[Excerpted records]

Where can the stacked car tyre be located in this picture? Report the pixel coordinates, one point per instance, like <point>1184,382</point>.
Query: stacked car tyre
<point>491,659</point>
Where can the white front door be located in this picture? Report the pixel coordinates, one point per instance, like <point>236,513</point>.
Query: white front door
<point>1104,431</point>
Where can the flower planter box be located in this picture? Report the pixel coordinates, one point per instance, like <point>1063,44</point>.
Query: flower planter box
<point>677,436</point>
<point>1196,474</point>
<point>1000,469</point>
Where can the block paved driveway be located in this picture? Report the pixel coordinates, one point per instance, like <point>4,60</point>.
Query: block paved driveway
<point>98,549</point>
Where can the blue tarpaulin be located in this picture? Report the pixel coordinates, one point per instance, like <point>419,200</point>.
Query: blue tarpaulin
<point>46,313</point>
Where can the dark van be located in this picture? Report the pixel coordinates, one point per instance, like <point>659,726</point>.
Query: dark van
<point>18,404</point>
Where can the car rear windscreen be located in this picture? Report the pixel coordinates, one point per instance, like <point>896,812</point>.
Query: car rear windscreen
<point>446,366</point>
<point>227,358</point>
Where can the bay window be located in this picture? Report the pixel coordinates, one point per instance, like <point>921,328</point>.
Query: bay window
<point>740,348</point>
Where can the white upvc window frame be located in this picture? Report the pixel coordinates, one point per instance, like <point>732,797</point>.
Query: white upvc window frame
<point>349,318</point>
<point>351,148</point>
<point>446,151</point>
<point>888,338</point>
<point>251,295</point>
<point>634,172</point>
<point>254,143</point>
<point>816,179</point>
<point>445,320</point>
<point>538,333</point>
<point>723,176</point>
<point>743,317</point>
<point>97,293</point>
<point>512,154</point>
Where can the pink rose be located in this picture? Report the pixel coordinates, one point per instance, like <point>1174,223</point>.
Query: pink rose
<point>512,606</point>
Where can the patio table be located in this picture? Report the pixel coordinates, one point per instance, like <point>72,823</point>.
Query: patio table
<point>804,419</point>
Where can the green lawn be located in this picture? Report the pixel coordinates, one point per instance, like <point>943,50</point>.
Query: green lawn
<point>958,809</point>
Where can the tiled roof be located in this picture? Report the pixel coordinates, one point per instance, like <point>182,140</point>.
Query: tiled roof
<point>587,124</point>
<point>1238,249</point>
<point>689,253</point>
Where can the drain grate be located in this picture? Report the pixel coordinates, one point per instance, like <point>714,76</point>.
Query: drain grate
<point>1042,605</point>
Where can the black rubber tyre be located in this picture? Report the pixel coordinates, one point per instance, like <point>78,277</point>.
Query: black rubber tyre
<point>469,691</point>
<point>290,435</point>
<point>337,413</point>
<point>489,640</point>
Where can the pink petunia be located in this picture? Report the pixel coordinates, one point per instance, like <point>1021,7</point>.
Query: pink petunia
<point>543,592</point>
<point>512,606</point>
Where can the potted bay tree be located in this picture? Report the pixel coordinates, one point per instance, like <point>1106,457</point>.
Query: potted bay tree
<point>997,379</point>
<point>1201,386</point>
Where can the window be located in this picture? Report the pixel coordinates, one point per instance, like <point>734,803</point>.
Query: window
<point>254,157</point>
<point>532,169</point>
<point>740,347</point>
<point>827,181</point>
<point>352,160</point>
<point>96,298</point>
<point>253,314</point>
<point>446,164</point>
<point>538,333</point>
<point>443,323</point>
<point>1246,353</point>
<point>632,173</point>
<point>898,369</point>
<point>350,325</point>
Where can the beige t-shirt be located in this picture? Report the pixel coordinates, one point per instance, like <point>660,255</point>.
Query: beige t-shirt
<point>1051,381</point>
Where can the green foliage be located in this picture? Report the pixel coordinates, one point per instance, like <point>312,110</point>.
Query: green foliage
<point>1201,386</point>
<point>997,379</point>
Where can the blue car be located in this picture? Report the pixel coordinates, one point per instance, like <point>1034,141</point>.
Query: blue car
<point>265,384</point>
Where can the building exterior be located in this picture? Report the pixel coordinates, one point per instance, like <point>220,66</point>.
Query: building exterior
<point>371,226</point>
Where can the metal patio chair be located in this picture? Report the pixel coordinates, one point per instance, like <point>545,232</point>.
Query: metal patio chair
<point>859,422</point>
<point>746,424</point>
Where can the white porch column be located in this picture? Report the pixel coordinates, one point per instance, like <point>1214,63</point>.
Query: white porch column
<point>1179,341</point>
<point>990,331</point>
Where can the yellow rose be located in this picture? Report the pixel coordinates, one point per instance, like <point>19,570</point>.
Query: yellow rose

[/Excerpted records]

__Your goal__
Number of lines containing the word "yellow" in the material above: report this figure and nothing more.

__Response__
2